▶ **Exercise task**
Turn all the rows below into a numbered list, skipping any blank lines.

(Coordinate annotation entries)
● ● ● ●

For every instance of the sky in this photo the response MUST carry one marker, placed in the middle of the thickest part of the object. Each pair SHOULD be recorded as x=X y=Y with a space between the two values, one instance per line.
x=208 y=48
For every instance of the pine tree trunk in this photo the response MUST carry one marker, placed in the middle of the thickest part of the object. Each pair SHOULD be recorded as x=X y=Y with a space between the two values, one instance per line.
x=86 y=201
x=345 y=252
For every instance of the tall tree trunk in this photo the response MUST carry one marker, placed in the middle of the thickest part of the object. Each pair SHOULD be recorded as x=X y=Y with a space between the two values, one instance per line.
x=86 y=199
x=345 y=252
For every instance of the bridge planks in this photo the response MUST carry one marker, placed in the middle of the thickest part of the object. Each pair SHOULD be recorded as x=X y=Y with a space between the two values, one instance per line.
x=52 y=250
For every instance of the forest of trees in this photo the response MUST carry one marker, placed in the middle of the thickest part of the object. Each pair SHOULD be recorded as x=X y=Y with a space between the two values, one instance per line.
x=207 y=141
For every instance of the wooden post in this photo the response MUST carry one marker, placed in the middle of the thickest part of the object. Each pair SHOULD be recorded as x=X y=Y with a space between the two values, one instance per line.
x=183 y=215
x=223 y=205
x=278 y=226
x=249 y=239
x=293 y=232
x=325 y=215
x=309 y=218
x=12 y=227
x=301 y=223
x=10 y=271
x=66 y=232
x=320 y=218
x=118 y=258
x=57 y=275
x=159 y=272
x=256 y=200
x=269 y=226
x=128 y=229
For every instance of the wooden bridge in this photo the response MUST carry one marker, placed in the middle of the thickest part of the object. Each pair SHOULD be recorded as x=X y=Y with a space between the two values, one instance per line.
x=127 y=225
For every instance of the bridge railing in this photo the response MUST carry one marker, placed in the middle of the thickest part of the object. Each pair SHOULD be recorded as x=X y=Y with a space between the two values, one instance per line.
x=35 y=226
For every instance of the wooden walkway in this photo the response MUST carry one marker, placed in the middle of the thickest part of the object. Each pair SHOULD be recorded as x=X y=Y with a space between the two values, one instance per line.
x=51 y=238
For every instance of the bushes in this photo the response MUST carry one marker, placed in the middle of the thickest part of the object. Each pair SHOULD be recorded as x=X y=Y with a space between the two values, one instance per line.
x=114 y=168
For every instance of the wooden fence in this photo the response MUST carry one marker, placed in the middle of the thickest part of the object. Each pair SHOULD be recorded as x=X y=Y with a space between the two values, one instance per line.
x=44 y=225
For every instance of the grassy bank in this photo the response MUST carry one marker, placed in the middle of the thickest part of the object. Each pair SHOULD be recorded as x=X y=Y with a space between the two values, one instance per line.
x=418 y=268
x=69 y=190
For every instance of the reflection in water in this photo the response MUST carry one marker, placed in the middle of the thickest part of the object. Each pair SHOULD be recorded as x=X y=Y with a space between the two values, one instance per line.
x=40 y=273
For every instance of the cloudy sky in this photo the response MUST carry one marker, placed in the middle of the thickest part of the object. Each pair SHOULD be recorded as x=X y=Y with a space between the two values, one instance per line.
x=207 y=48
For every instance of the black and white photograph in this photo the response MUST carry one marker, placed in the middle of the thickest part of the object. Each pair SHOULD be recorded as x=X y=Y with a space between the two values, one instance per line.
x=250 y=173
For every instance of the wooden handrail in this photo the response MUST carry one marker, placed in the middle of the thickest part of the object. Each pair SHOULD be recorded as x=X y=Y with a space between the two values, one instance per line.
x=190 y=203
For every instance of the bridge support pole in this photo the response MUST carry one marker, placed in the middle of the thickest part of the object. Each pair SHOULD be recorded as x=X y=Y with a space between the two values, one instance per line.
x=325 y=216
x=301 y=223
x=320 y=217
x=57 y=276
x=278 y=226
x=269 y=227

● ● ● ●

▶ **Response to the exercise**
1. For every instance of the sky in this photo the response MUST carry one marker, placed in the middle of the thickest part of the object. Each pair SHOULD be recorded as x=X y=Y with a space between the two values, one instance per line.
2. x=208 y=48
3. For every instance of the pine tree trunk in this photo the response MUST carry one marker, placed in the middle of the thickest part of the object. Each pair SHOULD be recorded as x=X y=Y with a space between the two values, one instance per line.
4. x=86 y=201
5. x=345 y=252
6. For every instance of the tall tree trunk in this photo the response MUST carry one marker, placed in the middle of the thickest part of the object. Each pair SHOULD be recorded as x=X y=Y with a space between the two values, one instance per line.
7. x=86 y=199
8. x=345 y=252
9. For every instance of the bridge planks in this photo the response MUST carry one marker, placed in the middle of the thickest part of the object. Each pair SHOULD be recorded as x=X y=Y with a space between the two values, one instance per line.
10. x=52 y=250
11. For every instance of the forest of trees in this photo the response MUST carry one marker, placed in the middle of the thickest part of the object. Each pair SHOULD be recorded as x=X y=Y with a space between the two values, one instance per line.
12. x=207 y=141
13. For every instance of the wooden post in this photo the response MUST carry one marker, placed in the middle of the thickest part of the object. Each pair SHOULD be recorded as x=X y=Y with a space between the two values, one instance per line.
14. x=183 y=215
15. x=223 y=205
16. x=278 y=226
17. x=249 y=239
18. x=293 y=232
19. x=325 y=215
20. x=309 y=218
21. x=12 y=227
22. x=301 y=223
23. x=10 y=271
24. x=66 y=232
25. x=320 y=218
26. x=118 y=258
27. x=57 y=275
28. x=159 y=272
29. x=256 y=200
30. x=269 y=226
31. x=128 y=229
32. For every instance of the wooden bridge in this photo the response MUST carry one marker, placed in the middle of the thickest part of the object. Each pair SHOULD be recorded as x=X y=Y with a space between the two values, one instance per line.
33. x=127 y=225
34. For every instance of the bridge railing in this photo the response MUST carry one marker, placed in the middle of the thickest part of the object. Each pair SHOULD be recorded as x=X y=Y with a space between the two values, one instance per line.
35. x=35 y=226
36. For every instance of the wooden walkway in this photo the response MUST carry one marker, placed in the middle of the thickest part of the object. Each pair SHOULD be recorded as x=X y=Y with a space between the two values, one instance per line.
37. x=51 y=238
38. For every instance of the bushes in this photo the response MUST carry one marker, placed in the middle of the thickest part of the object. Each pair SHOULD be recorded as x=X y=Y with a space between the two values, one instance per line.
39. x=114 y=168
40. For every instance of the wooden fence in this photo the response MUST carry one marker, placed in the middle of the thickest part of the object. Each pair SHOULD be recorded as x=X y=Y with a space between the two values, one instance per line.
41. x=44 y=225
42. For every instance of the grassy bank in this photo the response MUST carry one marker, placed in the middle of the thickest part of the object. Each pair SHOULD be recorded as x=X y=Y with a space between the two values, one instance per line.
43. x=418 y=268
44. x=69 y=190
45. For every instance of the reflection in water in this photo the response MUST carry one marker, placed in the middle of the thickest part of the object. Each pair SHOULD be recorded as x=X y=Y with a space between the two values, one instance per line.
46. x=40 y=273
47. For every instance of the cloudy sky in this photo the response MUST carry one marker, placed in the middle of the thickest part of the object. Each pair SHOULD be recorded as x=X y=Y with a space between the two values, one instance per line.
48. x=207 y=48
49. For every instance of the black and white photograph in this photo the response MUST carry one marker, placed in the middle of the thickest part of the object. Each pair SHOULD be recorded as x=X y=Y with a space between the two values, one instance per line.
50. x=250 y=173
51. For every instance of the wooden handrail in this photo the response MUST carry one marker, placed in the middle of the thickest part of the object. Each pair SHOULD be recorded as x=X y=Y with a space between the two values, one instance per line.
52. x=190 y=203
53. For every instance of the bridge support pole in this photo the response MUST carry one marker, placed in the middle of the thickest part of the object. Each pair SHOULD be recorded as x=X y=Y with a space between the two values, one instance per line.
54. x=325 y=216
55. x=301 y=223
56. x=320 y=217
57. x=57 y=276
58. x=278 y=226
59. x=269 y=227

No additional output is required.